▶ About this task
Reproduce, exactly and in full, only the lines below from the one containing "Exercise. Point out the rocky summit" through the one containing "Exercise. Point out the cloud".

▶ Dataset records
────────────────────────────────────────

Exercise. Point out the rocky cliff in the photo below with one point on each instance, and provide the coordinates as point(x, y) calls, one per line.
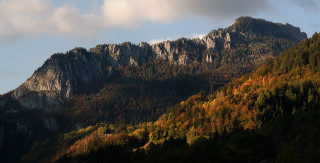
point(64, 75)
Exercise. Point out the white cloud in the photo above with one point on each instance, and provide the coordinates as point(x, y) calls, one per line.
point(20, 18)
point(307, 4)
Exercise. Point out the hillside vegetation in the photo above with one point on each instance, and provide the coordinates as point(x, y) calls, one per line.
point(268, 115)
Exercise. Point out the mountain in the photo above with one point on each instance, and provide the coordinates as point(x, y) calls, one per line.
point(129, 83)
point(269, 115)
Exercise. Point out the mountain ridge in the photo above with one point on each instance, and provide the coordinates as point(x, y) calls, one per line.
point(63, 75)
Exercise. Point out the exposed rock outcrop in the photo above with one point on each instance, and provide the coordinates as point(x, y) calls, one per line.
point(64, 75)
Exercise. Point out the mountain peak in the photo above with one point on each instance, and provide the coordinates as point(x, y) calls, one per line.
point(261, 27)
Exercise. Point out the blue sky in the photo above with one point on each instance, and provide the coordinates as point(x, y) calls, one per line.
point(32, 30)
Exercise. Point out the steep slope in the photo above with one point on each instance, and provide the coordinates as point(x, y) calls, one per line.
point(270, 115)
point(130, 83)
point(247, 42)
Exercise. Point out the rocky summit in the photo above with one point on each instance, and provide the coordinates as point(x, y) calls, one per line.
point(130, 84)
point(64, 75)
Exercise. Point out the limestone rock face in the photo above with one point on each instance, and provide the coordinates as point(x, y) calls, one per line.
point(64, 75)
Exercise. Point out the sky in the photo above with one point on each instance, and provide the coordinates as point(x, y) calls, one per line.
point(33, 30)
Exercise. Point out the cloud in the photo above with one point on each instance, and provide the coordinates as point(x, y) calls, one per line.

────────────────────────────────────────

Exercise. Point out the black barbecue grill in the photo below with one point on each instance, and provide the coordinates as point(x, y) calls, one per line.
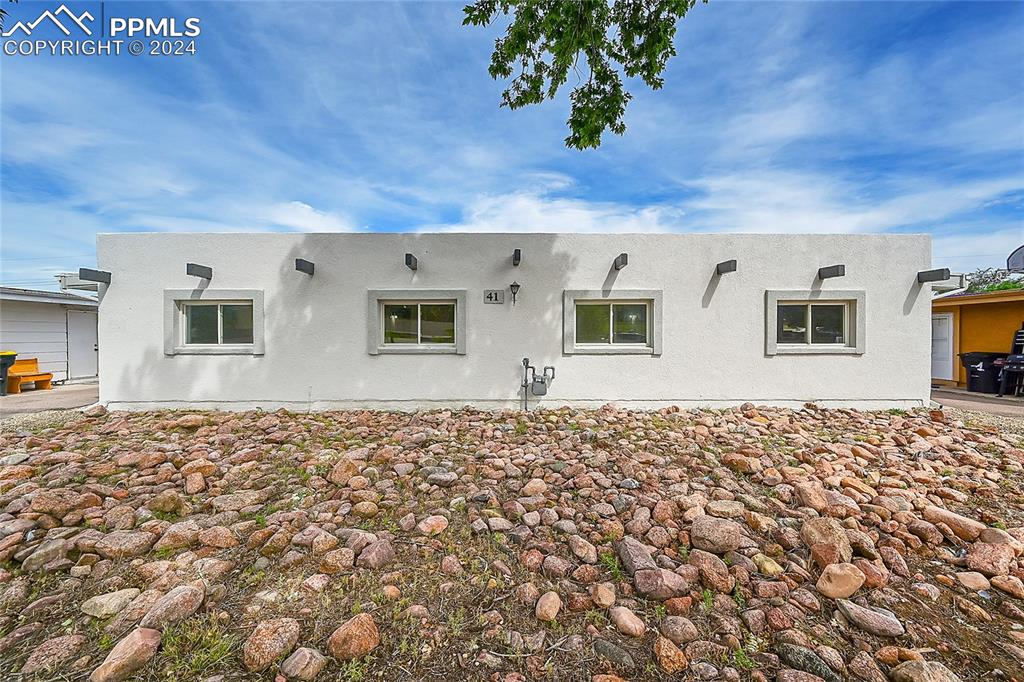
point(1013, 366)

────────────────────────────────────────

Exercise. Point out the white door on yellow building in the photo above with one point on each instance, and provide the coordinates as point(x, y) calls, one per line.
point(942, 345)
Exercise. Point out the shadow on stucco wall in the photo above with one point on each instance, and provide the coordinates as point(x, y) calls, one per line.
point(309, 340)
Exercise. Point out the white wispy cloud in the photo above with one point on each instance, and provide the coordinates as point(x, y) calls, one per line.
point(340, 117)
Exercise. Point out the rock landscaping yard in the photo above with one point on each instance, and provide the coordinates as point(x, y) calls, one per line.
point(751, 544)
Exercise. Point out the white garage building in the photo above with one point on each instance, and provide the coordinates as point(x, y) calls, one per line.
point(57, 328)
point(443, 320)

────────────────────────────────────────

▶ Task result
Exercise. Point out the rocky summit in the photo above with one point on each instance, and provide the coordinates as point(x, y) calls, one per line.
point(130, 84)
point(64, 75)
Exercise. Point out the limestone rock face in the photo above with one point on each instance, and provide the coordinates as point(x, y) calls, one per line.
point(64, 75)
Exercise. Point out the sky in the photo above with one point on each instance, and provide the coordinates as point(x, y) calls, one per line.
point(33, 30)
Exercise. Point out the cloud in the photo above with one point on each instance, and provide the coordinates as point(x, y) calls, one per line.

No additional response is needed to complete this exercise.